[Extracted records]
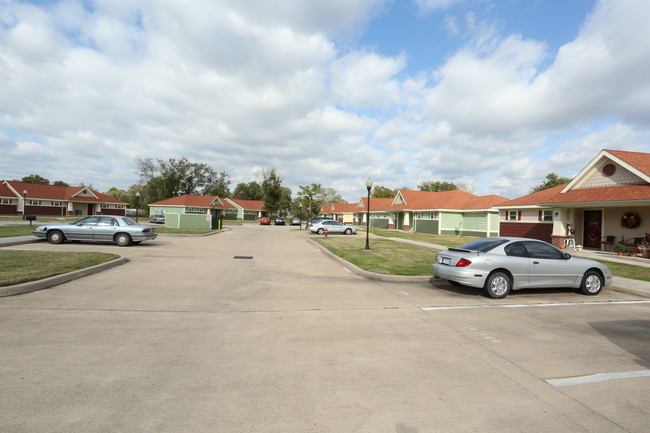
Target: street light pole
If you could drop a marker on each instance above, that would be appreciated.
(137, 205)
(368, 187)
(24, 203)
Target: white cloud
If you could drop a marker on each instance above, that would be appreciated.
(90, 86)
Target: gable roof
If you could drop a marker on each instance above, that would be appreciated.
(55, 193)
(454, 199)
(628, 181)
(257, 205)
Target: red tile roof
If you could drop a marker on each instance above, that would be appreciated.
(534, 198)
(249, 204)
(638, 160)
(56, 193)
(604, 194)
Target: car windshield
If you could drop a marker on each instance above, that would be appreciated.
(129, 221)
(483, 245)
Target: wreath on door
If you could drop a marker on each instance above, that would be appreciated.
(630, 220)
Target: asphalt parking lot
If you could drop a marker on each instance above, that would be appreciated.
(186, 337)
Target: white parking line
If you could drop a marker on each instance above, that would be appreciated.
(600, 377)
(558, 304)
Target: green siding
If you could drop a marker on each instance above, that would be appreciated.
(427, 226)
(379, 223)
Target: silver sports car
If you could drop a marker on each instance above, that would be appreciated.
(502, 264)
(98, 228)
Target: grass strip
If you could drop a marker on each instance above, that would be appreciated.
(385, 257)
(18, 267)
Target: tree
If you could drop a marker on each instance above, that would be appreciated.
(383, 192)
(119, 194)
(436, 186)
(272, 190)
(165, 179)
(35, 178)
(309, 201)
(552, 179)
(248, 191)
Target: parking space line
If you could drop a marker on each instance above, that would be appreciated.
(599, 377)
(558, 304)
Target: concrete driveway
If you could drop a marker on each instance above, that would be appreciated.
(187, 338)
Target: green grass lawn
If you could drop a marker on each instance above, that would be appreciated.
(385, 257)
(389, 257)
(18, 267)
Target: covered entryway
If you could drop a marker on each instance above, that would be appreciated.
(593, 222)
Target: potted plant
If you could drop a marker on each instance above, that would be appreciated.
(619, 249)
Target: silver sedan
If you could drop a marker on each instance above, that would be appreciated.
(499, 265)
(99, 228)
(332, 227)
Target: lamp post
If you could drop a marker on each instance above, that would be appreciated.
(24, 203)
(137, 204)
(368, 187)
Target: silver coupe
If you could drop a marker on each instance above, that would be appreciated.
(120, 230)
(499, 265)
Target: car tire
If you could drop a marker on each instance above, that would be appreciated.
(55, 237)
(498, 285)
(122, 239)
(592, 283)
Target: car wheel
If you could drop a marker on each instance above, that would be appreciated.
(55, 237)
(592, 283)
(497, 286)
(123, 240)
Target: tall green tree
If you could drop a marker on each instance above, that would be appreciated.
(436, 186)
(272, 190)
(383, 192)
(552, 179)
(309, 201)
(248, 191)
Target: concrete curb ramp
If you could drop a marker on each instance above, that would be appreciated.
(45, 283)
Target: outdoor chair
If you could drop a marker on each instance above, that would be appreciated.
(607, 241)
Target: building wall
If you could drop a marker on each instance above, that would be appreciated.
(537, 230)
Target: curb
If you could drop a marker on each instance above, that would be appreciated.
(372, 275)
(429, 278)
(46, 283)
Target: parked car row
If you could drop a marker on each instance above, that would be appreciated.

...

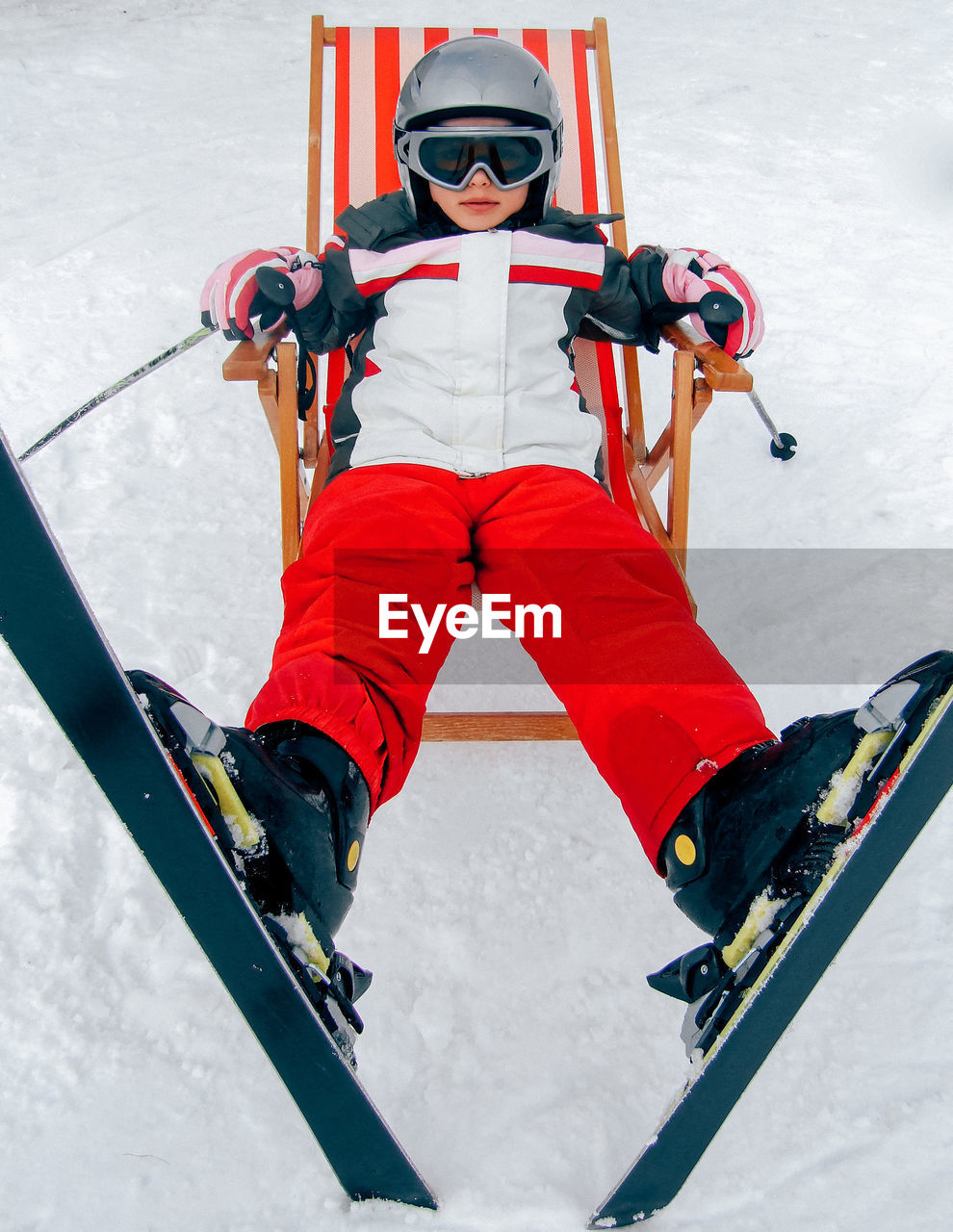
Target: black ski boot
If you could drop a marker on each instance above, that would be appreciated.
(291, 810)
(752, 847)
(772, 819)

---

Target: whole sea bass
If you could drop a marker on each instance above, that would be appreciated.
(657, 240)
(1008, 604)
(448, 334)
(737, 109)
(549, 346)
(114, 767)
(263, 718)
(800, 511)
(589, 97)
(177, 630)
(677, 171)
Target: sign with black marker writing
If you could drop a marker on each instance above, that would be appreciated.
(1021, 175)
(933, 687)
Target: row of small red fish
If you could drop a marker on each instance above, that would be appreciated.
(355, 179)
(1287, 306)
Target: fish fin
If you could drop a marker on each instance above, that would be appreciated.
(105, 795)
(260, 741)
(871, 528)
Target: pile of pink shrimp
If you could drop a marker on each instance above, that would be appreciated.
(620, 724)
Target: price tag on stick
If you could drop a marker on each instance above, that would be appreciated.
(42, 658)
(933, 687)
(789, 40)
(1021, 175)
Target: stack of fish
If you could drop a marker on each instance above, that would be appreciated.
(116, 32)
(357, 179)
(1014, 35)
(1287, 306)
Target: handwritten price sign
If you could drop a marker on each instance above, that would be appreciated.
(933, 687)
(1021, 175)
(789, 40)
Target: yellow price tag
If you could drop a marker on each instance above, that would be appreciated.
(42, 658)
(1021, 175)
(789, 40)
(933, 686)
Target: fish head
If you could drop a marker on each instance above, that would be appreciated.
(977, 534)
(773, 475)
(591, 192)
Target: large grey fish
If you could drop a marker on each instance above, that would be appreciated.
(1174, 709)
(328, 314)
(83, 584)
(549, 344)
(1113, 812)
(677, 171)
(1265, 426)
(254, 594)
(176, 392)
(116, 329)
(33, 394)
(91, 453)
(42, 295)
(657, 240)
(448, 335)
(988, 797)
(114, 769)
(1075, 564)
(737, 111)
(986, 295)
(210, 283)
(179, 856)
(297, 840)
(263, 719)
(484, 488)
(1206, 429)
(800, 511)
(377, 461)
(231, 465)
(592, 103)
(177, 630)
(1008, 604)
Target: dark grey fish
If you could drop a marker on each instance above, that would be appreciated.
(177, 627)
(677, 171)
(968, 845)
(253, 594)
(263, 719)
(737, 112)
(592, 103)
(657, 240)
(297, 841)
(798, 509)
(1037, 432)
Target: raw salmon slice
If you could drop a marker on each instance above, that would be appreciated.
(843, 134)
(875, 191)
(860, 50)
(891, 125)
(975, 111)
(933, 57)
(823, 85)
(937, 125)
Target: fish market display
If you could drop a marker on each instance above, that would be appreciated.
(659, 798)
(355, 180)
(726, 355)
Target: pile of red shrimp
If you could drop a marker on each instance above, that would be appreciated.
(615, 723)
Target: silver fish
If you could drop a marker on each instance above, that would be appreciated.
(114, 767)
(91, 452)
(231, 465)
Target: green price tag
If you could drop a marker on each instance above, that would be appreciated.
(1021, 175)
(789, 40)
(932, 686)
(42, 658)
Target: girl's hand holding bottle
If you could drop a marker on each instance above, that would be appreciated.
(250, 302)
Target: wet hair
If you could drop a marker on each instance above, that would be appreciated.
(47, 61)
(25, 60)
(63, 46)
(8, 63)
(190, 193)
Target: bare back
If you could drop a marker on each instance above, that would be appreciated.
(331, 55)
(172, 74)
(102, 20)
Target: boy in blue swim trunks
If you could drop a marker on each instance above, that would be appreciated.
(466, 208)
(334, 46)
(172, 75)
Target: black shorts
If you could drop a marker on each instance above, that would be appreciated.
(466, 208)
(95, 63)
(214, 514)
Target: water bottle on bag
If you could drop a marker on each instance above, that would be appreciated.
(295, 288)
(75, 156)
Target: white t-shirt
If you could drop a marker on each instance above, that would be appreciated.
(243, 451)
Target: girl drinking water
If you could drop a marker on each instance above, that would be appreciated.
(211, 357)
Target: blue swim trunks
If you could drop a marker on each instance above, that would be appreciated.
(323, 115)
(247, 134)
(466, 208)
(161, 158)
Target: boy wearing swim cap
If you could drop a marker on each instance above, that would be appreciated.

▸ **What to do**: Copy the listing from the line containing "Target: stack of fish" up to and including the line containing "(1037, 432)", renaming "grey" to "gray" and leaving everything else unchanged.

▸ **Completed exercise**:
Target: stack of fish
If you could drop a marker on each instance above, that would be appreciated.
(116, 32)
(357, 179)
(1014, 35)
(1287, 306)
Target: handwritten price sign
If you could drop a marker on each instance above, that would be appreciated.
(933, 687)
(1021, 175)
(789, 40)
Target: yellow price tag
If you could drop a marker on each instance above, that would be appreciated.
(42, 658)
(1021, 175)
(789, 40)
(933, 686)
Target: fish head
If you could drop a marker on each instance above, that would be appreciated.
(977, 534)
(773, 475)
(591, 192)
Target: large gray fish
If you could drop a marker on each instance above, that would be appreciated.
(1174, 709)
(328, 314)
(83, 584)
(549, 344)
(1113, 812)
(677, 171)
(1265, 426)
(254, 594)
(176, 392)
(116, 329)
(33, 394)
(91, 453)
(42, 295)
(657, 240)
(448, 335)
(988, 797)
(114, 769)
(1075, 564)
(737, 111)
(986, 295)
(210, 283)
(179, 856)
(297, 840)
(263, 719)
(484, 488)
(1206, 429)
(800, 511)
(377, 461)
(231, 465)
(592, 103)
(177, 630)
(1008, 604)
Target: dark gray fish
If you could drop a marker on each instance above, that would be appreciated.
(177, 627)
(677, 171)
(968, 845)
(253, 594)
(263, 719)
(737, 112)
(592, 103)
(657, 240)
(297, 841)
(798, 509)
(1037, 432)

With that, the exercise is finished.